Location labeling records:
▼
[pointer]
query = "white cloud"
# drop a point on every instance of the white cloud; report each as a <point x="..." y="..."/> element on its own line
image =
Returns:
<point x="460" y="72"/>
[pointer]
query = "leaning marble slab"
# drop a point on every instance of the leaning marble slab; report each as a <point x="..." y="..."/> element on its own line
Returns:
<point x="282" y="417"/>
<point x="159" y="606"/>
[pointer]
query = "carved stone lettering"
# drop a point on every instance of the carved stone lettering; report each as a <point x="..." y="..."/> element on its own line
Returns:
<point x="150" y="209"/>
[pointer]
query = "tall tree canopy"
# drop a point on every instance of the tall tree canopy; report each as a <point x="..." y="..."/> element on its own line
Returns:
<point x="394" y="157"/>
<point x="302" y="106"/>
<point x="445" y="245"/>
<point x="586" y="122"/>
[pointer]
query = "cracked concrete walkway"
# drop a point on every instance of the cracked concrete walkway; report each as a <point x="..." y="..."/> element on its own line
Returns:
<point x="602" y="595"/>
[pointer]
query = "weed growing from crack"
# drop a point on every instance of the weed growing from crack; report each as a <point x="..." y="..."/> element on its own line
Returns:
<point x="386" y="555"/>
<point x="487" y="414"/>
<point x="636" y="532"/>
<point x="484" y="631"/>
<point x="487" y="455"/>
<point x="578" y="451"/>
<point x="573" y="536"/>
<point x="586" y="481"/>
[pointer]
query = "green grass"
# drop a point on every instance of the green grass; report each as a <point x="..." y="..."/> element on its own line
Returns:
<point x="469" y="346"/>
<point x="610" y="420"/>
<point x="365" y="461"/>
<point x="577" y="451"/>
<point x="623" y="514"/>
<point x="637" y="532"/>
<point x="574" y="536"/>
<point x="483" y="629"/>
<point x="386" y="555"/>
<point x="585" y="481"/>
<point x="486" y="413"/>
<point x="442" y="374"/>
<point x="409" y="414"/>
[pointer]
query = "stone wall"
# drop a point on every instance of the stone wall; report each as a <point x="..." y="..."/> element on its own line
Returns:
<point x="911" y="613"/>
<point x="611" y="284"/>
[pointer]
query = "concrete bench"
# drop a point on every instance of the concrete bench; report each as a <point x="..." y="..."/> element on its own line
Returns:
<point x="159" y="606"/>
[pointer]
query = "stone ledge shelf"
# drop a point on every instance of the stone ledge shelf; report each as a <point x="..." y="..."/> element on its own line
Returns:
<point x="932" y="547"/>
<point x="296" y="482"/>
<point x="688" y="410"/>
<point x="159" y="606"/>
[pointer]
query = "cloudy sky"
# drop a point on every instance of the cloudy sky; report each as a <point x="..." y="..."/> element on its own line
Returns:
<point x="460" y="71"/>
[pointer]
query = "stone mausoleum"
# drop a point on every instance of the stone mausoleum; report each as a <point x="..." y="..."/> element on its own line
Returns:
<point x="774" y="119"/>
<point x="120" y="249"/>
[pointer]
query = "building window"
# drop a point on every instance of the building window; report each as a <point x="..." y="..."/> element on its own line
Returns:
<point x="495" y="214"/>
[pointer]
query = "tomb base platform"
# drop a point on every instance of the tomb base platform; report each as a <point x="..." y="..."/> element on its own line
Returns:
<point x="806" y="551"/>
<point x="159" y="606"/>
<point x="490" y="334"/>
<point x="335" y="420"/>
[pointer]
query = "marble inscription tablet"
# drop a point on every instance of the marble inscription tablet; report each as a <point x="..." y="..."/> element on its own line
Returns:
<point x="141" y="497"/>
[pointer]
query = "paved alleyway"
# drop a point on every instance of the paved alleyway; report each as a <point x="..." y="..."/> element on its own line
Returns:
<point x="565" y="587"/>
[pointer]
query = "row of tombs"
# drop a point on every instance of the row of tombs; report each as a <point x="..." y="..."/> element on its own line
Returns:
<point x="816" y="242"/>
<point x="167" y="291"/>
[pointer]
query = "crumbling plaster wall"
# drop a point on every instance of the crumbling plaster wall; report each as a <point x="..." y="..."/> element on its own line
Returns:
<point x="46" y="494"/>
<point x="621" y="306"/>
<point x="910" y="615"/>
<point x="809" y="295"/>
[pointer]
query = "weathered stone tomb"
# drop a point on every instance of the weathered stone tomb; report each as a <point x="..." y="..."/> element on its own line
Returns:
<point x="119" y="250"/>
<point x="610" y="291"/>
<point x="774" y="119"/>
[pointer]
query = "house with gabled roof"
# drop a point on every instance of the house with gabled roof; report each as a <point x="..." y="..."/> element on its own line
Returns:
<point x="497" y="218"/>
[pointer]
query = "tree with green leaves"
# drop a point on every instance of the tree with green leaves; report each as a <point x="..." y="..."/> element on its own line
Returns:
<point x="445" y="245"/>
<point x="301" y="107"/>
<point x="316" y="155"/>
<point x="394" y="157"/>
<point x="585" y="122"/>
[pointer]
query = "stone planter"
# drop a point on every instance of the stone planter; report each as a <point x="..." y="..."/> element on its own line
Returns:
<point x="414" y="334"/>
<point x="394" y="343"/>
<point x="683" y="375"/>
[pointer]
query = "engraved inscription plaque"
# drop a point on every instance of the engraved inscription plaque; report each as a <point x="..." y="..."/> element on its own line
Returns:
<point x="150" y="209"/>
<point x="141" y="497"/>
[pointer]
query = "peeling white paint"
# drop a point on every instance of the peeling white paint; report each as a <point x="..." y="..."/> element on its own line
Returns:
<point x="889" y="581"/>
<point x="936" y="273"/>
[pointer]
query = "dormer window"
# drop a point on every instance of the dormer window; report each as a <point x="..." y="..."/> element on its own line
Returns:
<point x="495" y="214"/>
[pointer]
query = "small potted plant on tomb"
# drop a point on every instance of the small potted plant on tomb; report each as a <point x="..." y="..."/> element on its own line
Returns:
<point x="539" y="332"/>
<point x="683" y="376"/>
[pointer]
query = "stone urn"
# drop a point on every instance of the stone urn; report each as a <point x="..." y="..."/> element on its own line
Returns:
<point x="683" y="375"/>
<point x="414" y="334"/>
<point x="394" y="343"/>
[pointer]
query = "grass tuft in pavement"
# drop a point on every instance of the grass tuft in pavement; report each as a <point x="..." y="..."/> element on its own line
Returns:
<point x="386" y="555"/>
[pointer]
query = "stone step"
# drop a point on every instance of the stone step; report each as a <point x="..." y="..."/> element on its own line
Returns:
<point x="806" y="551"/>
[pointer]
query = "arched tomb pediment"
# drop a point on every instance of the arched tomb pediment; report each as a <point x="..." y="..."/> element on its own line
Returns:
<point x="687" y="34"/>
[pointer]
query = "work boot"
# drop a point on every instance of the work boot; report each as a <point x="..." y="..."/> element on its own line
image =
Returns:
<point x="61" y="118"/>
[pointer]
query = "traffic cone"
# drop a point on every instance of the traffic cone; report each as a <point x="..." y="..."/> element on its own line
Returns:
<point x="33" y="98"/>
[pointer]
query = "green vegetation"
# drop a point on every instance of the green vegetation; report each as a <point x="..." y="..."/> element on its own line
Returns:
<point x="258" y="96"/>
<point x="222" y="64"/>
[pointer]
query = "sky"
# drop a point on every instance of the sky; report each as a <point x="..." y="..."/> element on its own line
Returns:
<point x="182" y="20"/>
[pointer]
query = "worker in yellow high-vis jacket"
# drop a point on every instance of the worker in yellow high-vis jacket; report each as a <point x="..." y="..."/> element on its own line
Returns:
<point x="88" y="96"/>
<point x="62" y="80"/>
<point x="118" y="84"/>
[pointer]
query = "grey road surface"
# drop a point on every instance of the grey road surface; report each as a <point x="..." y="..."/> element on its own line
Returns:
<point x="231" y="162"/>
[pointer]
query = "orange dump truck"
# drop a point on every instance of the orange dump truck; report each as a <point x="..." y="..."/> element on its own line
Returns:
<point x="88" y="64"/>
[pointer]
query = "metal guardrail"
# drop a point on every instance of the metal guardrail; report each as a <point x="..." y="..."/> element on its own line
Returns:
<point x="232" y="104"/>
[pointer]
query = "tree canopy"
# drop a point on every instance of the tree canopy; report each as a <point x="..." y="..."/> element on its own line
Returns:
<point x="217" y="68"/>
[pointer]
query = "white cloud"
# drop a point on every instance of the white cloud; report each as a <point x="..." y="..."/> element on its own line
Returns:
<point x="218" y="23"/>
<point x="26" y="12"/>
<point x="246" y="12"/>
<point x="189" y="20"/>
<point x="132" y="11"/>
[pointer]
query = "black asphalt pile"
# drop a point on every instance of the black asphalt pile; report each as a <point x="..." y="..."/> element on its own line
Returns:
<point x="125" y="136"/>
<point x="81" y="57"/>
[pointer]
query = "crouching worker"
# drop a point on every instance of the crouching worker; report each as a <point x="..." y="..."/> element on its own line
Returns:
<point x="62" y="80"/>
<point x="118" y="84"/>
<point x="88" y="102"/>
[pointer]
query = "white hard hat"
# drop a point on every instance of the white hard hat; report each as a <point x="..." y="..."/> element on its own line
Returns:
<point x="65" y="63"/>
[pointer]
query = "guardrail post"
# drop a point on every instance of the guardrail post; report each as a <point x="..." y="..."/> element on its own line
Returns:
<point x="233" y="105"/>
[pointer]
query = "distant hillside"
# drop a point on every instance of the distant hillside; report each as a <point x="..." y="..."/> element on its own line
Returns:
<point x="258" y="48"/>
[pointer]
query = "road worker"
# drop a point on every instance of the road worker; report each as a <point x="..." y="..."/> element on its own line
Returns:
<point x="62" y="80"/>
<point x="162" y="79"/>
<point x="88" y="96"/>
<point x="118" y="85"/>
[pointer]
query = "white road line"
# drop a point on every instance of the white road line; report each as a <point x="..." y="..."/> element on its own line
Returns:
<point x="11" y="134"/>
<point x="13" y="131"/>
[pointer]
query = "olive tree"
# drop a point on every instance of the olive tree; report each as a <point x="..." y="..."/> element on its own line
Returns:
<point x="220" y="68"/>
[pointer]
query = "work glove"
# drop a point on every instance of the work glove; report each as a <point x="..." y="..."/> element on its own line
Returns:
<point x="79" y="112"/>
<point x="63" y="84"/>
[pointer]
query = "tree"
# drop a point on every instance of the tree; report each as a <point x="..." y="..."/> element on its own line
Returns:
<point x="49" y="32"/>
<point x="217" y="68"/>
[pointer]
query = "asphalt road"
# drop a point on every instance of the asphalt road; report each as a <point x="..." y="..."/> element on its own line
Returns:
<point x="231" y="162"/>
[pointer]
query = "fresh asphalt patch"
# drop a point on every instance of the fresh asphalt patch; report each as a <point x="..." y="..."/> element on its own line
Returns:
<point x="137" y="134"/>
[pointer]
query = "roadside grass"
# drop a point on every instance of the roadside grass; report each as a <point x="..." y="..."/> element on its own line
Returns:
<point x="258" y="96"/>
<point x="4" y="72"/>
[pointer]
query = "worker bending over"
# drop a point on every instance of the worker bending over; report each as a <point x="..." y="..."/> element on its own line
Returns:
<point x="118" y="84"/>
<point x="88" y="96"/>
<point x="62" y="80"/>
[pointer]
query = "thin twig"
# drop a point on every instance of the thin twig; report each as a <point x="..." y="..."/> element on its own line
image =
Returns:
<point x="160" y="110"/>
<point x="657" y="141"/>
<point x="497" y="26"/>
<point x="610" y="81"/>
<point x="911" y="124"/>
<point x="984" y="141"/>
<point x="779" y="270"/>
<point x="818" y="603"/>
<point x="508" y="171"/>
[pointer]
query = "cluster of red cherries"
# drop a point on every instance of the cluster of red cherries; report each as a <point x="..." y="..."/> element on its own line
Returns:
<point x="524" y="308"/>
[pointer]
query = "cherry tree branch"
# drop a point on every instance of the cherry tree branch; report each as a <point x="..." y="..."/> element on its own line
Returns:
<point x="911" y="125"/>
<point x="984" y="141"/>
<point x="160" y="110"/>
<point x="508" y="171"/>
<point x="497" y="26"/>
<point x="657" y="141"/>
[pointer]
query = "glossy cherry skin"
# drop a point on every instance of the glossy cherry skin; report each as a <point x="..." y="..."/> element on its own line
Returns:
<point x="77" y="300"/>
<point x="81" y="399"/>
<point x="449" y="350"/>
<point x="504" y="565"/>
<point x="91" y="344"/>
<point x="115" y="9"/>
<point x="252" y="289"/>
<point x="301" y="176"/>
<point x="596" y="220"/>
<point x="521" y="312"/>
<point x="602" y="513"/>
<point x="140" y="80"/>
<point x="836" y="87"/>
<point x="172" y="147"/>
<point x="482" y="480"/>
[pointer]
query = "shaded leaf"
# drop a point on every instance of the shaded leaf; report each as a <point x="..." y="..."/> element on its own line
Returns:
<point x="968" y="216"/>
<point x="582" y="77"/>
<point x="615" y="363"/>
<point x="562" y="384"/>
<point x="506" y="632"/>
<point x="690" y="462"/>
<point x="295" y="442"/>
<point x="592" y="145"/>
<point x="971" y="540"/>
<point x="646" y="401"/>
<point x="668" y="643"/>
▲
JOB
List every line in the items above that contains the string "pile", matching case exactly.

ANSWER TO THIS TASK
query = "black asphalt pile"
# drop a point on every instance of the black asphalt pile; report each as a <point x="..." y="..."/> element on its own line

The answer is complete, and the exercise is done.